Tareas a realizar
1. ¿Puedes copiar literalmente el pasaje del texto sobre la obra de Calderón que empieza en las palabras que contienen "En el acto III" y se detiene después de "obra de Calderón."?
2. Reúne todas las líneas del listado que contengan la cadena "rail" y cópialas sin ningún cambio.

En el acto III de la obra, Fernando, infante portugués, se nos presenta casi desnudo, comido de pústulas y de piojos, tendido en una estera. Le han sacado un rato del muladar donde lo ha recluido el rey de Fez. Fernando se ha negado a ser liberado a cambio de la ciudad de Ceuta, como han negociado la casa real portuguesa y el rey marroquí. Va a pagar su constancia, la más alta virtud de un príncipe, con la humillación, el martirio y la muerte. Suplicará que lo ejecuten, pero de nada le servirá. Este Job moderno, castigado por su firmeza y su paciencia, sufrirá como sufren los animales, concentrado en su pura humanidad. Se entiende que Grotowski, en la Polonia de los años 60 y 70, con el totalitarismo triunfante, fuera sensible a la sugestión católica de la obra de Calderón.
La virtud primera de Fernando es decir “No” a una iniquidad. Los teólogos españoles del siglo XVI habían escrito mucho, y muy bien, acerca de la libertad en la que quedan los súbditos cuando el soberano incurre en injusticia y se convierte en un tirano: el príncipe ejerce el poder, sí, pero sólo en nombre de esa comunidad política y para la perfección del bien común. Contra la maquiavélica razón de Estado, este modelo de príncipe cristiano consigue salvar su ciudad para la Cristiandad. (Cuando Portugal vuelva a separarse de España, Ceuta seguirá siendo española por decisión de sus habitantes.) Todo respira un aire nacional muy reconocible, propio de quienes se habían empeñado en la recuperación del territorio invadido por los musulmanes y están llamados luego a defenderlo.
No hay por tanto fatalidad alguna, ni aceptación del destino. “Firme he de estar en mi fe”, dice Fernando y si acepta el martirio es para defender lo que es el fundamento de su dignidad de ser humano. “¿Quién soy yo? –pregunta a quienes le presionan para que acepte el canje- ¿Soy más que un hombre?” Y se contesta: “un hombre nada más”. Cervantes, que tanto habló de la libertad, puso en labios de Don Quijote unas palabras célebres sobre lo que vale. Calderón nos coloca ante el ejemplo concreto de lo que cuesta. Fernando no regatea, y al salvar Ceuta, se salva a sí mismo. Convertido en un espíritu, con una luz en la mano, conducirá la tropa portuguesa al asalto victorioso de Tánger. La constancia acaba llevando a su país al triunfo terrenal.

Listado de datos
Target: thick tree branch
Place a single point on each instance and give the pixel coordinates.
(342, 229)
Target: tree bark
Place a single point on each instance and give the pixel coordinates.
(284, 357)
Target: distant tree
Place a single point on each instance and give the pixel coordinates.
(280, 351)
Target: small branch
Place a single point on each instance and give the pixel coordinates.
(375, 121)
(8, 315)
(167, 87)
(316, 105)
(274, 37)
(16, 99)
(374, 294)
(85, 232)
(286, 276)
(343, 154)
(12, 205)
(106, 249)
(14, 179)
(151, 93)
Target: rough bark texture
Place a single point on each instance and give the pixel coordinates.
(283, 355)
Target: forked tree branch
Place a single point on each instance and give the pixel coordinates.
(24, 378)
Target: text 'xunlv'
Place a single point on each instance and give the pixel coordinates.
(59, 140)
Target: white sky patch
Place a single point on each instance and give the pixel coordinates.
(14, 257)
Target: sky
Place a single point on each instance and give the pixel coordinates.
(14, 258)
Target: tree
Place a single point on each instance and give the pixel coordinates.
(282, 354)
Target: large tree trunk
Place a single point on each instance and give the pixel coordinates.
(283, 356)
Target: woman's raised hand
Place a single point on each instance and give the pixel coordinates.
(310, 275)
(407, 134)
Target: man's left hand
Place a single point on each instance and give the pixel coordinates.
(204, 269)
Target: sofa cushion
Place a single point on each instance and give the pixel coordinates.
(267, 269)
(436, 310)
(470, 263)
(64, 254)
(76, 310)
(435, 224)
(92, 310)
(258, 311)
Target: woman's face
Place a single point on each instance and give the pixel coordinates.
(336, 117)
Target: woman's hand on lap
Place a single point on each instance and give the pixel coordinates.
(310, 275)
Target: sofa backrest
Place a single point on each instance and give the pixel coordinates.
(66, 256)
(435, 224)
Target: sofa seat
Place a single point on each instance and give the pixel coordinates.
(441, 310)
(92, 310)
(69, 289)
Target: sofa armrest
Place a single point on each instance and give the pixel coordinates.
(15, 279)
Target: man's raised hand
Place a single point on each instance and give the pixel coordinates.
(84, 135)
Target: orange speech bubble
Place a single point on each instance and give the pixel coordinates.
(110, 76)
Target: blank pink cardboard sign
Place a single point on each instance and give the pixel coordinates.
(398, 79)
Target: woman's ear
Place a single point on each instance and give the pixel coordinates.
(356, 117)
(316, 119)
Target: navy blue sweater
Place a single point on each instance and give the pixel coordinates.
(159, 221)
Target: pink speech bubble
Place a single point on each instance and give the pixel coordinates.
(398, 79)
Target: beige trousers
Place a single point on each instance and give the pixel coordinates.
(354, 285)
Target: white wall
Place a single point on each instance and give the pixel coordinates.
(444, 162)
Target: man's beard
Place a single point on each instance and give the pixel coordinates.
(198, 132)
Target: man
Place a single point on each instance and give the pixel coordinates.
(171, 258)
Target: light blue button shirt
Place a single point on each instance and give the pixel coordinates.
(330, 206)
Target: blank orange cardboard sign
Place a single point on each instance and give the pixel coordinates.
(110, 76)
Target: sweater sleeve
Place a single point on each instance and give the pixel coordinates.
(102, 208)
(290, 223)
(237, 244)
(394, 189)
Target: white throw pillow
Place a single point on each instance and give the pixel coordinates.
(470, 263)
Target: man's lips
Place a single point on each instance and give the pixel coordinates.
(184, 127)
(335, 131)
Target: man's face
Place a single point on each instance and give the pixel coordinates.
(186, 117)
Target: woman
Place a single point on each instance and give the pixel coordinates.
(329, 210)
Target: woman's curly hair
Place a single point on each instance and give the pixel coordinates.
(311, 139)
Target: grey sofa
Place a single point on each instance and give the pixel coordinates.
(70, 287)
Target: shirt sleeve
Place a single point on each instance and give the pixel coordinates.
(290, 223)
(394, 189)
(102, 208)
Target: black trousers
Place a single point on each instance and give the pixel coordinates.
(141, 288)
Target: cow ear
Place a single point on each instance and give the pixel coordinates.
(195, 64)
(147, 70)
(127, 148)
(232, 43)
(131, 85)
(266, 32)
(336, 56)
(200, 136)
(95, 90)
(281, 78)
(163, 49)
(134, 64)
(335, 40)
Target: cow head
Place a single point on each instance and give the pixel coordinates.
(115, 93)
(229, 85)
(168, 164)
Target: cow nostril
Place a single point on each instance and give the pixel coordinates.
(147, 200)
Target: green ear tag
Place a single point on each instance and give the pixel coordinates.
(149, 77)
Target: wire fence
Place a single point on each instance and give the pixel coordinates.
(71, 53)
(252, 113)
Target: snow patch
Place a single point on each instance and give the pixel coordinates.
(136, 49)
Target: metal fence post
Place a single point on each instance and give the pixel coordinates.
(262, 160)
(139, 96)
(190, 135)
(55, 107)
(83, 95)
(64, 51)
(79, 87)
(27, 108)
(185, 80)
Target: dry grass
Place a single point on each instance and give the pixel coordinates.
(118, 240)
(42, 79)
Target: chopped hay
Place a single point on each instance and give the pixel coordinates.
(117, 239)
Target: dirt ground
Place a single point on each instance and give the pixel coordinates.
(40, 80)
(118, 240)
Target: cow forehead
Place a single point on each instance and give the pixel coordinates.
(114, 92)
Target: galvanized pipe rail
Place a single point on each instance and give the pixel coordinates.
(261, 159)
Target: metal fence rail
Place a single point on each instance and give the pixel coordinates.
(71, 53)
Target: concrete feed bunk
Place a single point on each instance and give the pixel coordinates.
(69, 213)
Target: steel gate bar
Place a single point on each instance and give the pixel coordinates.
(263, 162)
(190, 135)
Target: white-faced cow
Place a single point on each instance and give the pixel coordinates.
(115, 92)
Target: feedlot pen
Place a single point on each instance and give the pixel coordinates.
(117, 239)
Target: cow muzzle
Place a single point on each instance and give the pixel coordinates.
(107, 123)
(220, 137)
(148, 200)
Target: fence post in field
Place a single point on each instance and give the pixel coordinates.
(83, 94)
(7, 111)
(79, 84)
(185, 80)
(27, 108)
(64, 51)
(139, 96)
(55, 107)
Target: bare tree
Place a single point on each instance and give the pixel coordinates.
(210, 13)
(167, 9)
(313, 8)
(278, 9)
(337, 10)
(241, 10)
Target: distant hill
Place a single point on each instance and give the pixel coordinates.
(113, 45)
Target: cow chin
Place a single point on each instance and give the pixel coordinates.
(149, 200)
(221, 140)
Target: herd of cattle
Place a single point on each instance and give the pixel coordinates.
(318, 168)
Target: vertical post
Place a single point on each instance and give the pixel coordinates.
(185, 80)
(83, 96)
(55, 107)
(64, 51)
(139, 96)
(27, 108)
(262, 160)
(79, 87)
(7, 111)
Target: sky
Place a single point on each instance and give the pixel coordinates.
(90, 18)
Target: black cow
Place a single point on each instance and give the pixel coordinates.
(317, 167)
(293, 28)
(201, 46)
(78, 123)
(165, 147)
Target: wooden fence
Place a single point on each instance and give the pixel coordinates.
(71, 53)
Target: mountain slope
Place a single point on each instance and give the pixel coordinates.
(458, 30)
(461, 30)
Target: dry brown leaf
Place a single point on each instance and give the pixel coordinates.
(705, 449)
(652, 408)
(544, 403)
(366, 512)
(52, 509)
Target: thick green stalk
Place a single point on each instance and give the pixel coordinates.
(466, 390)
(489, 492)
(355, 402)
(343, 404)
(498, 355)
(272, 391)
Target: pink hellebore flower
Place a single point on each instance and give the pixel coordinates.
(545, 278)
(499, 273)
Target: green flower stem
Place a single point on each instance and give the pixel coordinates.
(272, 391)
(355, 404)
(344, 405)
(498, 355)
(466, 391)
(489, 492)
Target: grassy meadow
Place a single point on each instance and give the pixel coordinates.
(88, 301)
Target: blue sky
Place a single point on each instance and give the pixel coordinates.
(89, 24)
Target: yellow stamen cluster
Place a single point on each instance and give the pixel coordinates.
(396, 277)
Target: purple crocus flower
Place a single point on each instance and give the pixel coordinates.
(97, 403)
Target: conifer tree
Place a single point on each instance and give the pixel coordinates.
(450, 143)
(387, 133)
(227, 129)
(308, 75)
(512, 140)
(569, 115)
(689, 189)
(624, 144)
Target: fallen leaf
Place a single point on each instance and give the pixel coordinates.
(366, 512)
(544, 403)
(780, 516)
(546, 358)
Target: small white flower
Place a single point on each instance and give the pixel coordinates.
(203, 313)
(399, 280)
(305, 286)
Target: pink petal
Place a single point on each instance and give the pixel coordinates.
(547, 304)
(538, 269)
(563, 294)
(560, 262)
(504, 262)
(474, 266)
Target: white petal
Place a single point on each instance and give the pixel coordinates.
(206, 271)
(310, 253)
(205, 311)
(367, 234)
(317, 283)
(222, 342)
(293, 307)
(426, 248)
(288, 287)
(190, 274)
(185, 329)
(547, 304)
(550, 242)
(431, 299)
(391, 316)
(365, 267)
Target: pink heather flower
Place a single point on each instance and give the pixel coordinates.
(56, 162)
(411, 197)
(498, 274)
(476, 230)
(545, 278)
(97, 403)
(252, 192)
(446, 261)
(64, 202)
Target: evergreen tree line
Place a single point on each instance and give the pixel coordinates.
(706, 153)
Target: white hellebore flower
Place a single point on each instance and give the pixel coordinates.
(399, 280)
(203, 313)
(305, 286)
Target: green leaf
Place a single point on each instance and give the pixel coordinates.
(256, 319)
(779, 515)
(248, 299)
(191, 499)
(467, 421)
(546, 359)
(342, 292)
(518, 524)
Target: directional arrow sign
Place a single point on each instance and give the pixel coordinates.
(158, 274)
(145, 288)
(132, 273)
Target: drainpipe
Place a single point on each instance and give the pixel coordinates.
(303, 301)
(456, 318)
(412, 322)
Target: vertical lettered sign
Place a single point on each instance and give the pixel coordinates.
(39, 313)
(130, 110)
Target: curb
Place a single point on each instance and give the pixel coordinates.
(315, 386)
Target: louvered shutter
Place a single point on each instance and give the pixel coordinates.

Resultados esperados
1.
En el acto III de la obra, Fernando, infante portugués, se nos presenta casi desnudo, comido de pústulas y de piojos, tendido en una estera. Le han sacado un rato del muladar donde lo ha recluido el rey de Fez. Fernando se ha negado a ser liberado a cambio de la ciudad de Ceuta, como han negociado la casa real portuguesa y el rey marroquí. Va a pagar su constancia, la más alta virtud de un príncipe, con la humillación, el martirio y la muerte. Suplicará que lo ejecuten, pero de nada le servirá. Este Job moderno, castigado por su firmeza y su paciencia, sufrirá como sufren los animales, concentrado en su pura humanidad. Se entiende que Grotowski, en la Polonia de los años 60 y 70, con el totalitarismo triunfante, fuera sensible a la sugestión católica de la obra de Calderón.

2.
Target: galvanized pipe rail
Target: metal fence rail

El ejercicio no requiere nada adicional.